• [Exercise directions]:
All entries should be output exactly as they stand.

** Begin **

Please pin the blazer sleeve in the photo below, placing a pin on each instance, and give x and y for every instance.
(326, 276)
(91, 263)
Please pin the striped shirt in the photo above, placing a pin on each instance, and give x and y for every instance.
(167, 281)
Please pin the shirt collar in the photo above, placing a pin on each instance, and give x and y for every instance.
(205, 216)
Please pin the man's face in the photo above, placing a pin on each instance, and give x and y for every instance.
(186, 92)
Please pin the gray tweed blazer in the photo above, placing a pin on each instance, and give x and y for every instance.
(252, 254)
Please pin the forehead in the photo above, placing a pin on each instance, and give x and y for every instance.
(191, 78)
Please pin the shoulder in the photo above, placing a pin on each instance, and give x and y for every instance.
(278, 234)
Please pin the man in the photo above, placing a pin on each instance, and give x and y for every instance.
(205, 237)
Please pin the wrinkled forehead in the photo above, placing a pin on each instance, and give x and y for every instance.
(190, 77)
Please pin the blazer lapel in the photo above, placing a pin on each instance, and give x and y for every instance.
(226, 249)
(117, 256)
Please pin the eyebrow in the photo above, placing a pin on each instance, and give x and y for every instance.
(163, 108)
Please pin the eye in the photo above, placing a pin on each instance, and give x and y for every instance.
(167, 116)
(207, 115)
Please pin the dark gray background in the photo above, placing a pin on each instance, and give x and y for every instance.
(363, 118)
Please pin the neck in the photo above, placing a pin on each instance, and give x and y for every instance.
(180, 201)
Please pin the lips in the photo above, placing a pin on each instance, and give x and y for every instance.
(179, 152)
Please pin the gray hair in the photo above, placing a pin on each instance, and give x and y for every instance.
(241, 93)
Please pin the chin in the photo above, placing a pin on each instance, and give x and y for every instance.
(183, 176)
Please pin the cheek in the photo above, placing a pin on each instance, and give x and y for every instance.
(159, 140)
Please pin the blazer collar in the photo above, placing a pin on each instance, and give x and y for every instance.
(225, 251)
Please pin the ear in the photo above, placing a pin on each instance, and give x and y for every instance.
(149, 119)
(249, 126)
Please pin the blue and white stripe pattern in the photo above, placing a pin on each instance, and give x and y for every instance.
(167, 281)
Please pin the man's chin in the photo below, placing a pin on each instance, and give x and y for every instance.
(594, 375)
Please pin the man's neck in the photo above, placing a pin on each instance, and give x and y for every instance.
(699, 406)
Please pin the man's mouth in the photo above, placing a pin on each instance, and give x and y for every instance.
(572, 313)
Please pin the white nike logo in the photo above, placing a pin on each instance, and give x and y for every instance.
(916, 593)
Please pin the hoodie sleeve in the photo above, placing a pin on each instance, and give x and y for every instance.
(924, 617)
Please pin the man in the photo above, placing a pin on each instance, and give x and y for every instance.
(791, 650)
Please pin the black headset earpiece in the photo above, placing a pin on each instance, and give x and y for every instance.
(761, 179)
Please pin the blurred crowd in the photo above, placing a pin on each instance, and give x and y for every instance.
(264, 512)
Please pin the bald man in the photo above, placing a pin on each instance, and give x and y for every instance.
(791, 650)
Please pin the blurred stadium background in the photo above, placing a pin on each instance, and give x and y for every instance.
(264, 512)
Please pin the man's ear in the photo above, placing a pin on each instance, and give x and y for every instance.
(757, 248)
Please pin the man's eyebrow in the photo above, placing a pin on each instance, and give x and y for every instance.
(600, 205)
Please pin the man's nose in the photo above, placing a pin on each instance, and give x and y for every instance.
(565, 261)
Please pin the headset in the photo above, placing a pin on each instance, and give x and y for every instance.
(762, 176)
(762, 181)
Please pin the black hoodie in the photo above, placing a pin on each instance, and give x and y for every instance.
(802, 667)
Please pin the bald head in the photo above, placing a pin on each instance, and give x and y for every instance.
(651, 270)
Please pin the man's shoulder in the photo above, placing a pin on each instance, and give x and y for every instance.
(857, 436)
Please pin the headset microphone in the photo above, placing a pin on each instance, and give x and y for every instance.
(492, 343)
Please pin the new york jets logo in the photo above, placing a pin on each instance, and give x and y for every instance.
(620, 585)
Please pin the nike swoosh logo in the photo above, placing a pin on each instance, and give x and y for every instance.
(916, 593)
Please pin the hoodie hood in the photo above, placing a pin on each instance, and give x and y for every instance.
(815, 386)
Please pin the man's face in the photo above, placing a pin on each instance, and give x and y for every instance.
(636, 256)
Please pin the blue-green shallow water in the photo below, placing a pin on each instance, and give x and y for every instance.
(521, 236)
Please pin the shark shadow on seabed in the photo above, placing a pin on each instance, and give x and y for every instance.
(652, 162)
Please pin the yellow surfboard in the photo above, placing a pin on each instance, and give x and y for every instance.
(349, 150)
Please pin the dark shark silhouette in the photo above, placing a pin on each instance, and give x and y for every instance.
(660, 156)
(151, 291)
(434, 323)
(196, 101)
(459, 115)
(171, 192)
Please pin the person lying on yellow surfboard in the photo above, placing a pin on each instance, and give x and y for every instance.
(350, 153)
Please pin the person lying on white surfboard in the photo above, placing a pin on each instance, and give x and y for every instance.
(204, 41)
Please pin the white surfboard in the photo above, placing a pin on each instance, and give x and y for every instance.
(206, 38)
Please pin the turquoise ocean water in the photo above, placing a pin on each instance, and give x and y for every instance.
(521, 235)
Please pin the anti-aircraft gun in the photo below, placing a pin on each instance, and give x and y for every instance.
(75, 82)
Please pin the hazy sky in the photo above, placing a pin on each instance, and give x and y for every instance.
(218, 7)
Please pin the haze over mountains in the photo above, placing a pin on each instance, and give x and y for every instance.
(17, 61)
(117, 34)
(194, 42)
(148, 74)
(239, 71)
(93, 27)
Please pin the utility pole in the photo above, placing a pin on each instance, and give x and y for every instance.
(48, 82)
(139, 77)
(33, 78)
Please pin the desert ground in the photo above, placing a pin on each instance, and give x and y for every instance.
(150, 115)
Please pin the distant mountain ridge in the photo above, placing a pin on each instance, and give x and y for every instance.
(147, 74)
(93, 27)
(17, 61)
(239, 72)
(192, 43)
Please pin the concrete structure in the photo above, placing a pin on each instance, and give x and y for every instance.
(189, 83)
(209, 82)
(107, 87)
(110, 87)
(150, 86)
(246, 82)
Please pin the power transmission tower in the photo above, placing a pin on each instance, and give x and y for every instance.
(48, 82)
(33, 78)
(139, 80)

** End **

• [Task result]:
Please pin the blazer sleeve in the photo below, placing a pin on each instance, and give x and y for every instance.
(326, 276)
(91, 263)
Please pin the striped shirt in the photo above, placing a pin on each instance, and give x and y for every instance.
(167, 281)
Please pin the shirt collar in the photo above, placing a pin on each instance, and give x and y for every instance.
(205, 216)
Please pin the man's face in the photo above, placing a pin on each instance, and give x and y for every instance.
(186, 92)
Please pin the gray tweed blazer in the photo above, placing a pin on each instance, and give x and y for every instance.
(252, 254)
Please pin the forehead in the photo above, placing a pin on each instance, and give x and y for every instance.
(191, 78)
Please pin the shoulder in the photo above, placing a pin on each instance, and give x and y for every instance.
(278, 234)
Please pin the man in the photo above, placing a pin on each instance, and give x and y for every instance.
(205, 237)
Please pin the wrinkled forehead in the photo above, placing a pin on each instance, and give x and y for every instance.
(190, 77)
Please pin the blazer lapel in the photo above, placing a pin on each instance, and give x and y for every instance.
(226, 249)
(117, 256)
Please pin the eyebrow in the photo above, placing a pin on each instance, and give x and y for every instance.
(163, 108)
Please pin the eye in the photo above, placing a pin on each instance, and give x and y for every instance.
(167, 116)
(207, 115)
Please pin the dark gray background in the photo above, placing a pin on each instance, and give x and y for every instance.
(363, 118)
Please pin the neck in the photo above, placing a pin on each instance, and give x and y for every instance.
(180, 201)
Please pin the lips in the photo above, placing a pin on each instance, and give x and y for every instance.
(179, 152)
Please pin the gray hair in the photo above, placing a pin on each instance, and give x and y for every instance.
(241, 93)
Please pin the chin in the photo above, placing a pin on each instance, and give x and y for every instance.
(183, 176)
Please pin the cheek in the photo above, placing a pin on each instance, and give x and y for every instance.
(159, 140)
Please pin the blazer collar in the photo above, placing a pin on each instance, and give x and y for every instance.
(225, 251)
Please pin the ear in the photo above, placing a pin on each instance, and give x and y for every instance.
(149, 119)
(249, 126)
Please pin the blue and white stripe pattern in the photo above, placing a pin on each instance, and give x and y for every instance.
(167, 281)
Please pin the man's chin in the photo below, placing a pin on each instance, and give x and y for every instance.
(594, 375)
Please pin the man's neck in the photo above, placing a pin on each instance, and give x and y for every instance.
(699, 406)
Please pin the man's mouth in the photo above, placing a pin on each instance, and give x and y for every instance.
(572, 313)
Please pin the white nike logo in the photo above, placing a pin on each instance, and give x and y for every instance.
(916, 593)
Please pin the hoodie sleeve in the photo above, placing a pin on each instance, and give x and y for every instance.
(924, 617)
Please pin the man in the photo above, placing a pin on each instance, and give x and y for every instance.
(791, 650)
Please pin the black headset earpiece in the photo above, placing a pin on each instance, and give x and y for every instance.
(761, 179)
Please pin the blurred crowd in the photo above, placing a pin on each instance, and give x and y for every instance.
(264, 512)
Please pin the bald man in the photo above, placing a pin on each instance, and give x and y for every instance.
(791, 650)
Please pin the blurred stadium background in the photo above, placing a pin on each instance, and give x and y for every instance.
(264, 512)
Please pin the man's ear in the photo above, placing a pin on each instance, and give x and y for every instance.
(757, 248)
Please pin the man's eyebrow in the photo above, placing a pin on each instance, and give x and y for every instance.
(600, 205)
Please pin the man's nose in the photo above, placing a pin on each instance, and give x and y for every instance.
(565, 261)
Please pin the headset in the photo above, placing a pin on each instance, and give x and y for every instance.
(762, 176)
(762, 181)
Please pin the black hoodie in the photo above, placing a pin on each instance, and give x and y for every instance.
(802, 667)
Please pin the bald head in the photo above, placing a pin on each instance, and give x and y for every instance.
(651, 270)
Please pin the man's shoulder in the photo above, placing a pin on each instance, and give x and y for every instance.
(857, 436)
Please pin the headset microphone in the photo above, placing a pin on each instance, and give x and y for every instance.
(492, 343)
Please pin the new york jets logo in the photo above, placing a pin on each instance, and give x and y for every instance.
(620, 585)
Please pin the nike swoosh logo in the photo above, placing a pin on each instance, and give x and y for every instance.
(916, 593)
Please pin the hoodie hood in the photo above, placing a pin on each instance, and give x and y for every instance.
(815, 386)
Please pin the man's face in the photo above, placing a pin on each instance, and give x and y for every instance.
(636, 256)
Please pin the blue-green shallow water in the photo below, placing a pin on each instance, and give x and y for every instance.
(521, 236)
Please pin the shark shadow on seabed in the photo above, placing a pin on each instance, and give x and y for every instance.
(652, 162)
Please pin the yellow surfboard in the photo above, placing a pin on each instance, and give x and y for every instance.
(349, 150)
Please pin the dark shark silhouette in the photo above, placing a pin on each instance, and give x and y for every instance.
(660, 156)
(151, 291)
(434, 323)
(196, 101)
(459, 115)
(171, 192)
Please pin the person lying on yellow surfboard in the photo above, placing a pin on each instance, and give x and y for every instance.
(350, 153)
Please pin the person lying on white surfboard in the photo above, placing a pin on each instance, and give x and y for every instance.
(204, 41)
Please pin the white surfboard in the photo above, placing a pin on each instance, and give x and y for every instance.
(206, 38)
Please pin the turquoise ocean water in the photo above, placing a pin on each instance, and give x and y for every instance.
(521, 235)
Please pin the anti-aircraft gun in the photo below, placing a pin on each instance, and give x and y for every instance.
(75, 82)
Please pin the hazy sky in the photo above, placing a pin on each instance, and give x and y for every instance.
(218, 7)
Please pin the haze over mountains in the photo above, placing a pin on each instance, and give x and y for every instance.
(17, 61)
(117, 34)
(194, 42)
(148, 74)
(239, 71)
(93, 27)
Please pin the utility pole in the photo above, placing a pin on each instance, and give x and y for every instance.
(48, 82)
(139, 77)
(33, 78)
Please pin the desert ground in the photo above, placing a pin on each instance, and give x and y for every instance.
(150, 115)
Please pin the distant mountain ridge in the photo above, placing a pin on each instance, and give x and y for every instance.
(147, 74)
(93, 27)
(17, 61)
(239, 72)
(192, 43)
Please pin the concrete structure in the photo above, placing a pin on each instance, and give x and y for every instance.
(189, 83)
(209, 82)
(107, 87)
(110, 87)
(150, 86)
(246, 82)
Please pin the power transmission tower in the photo above, placing a pin on each instance, and give x and y for every instance.
(48, 82)
(33, 78)
(139, 80)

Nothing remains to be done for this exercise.